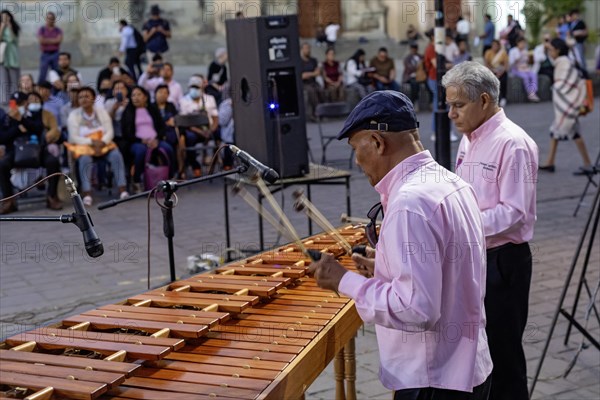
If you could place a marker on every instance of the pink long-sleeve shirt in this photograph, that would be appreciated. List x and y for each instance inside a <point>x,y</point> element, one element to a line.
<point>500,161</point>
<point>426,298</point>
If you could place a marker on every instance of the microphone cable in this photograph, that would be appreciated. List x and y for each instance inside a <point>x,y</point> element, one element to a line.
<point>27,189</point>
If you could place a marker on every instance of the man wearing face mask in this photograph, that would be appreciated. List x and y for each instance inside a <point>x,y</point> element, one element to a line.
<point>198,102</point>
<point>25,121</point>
○ ○ ○
### TASK REQUIREMENTS
Retype the records above line for line and exactly, omitting their pictures.

### THE ANSWER
If you could place a marker on every instance of the pink long-sleeve shirt in this photograph, that would be appreciated. List x and y for each instance inside a <point>x,y</point> element, one element to a line.
<point>500,161</point>
<point>426,298</point>
If you could place a marker on every instance of the microphone cable in this photograph, that would be appreciated. List x and y for each instance inside a <point>x,y</point> element, one element to a line.
<point>27,189</point>
If you could place a marker on every instance of the man wearing face mask in this photograph, that would be appreciated. List x and y for each instance inside a <point>x,y</point> element, one element to a line.
<point>198,102</point>
<point>25,121</point>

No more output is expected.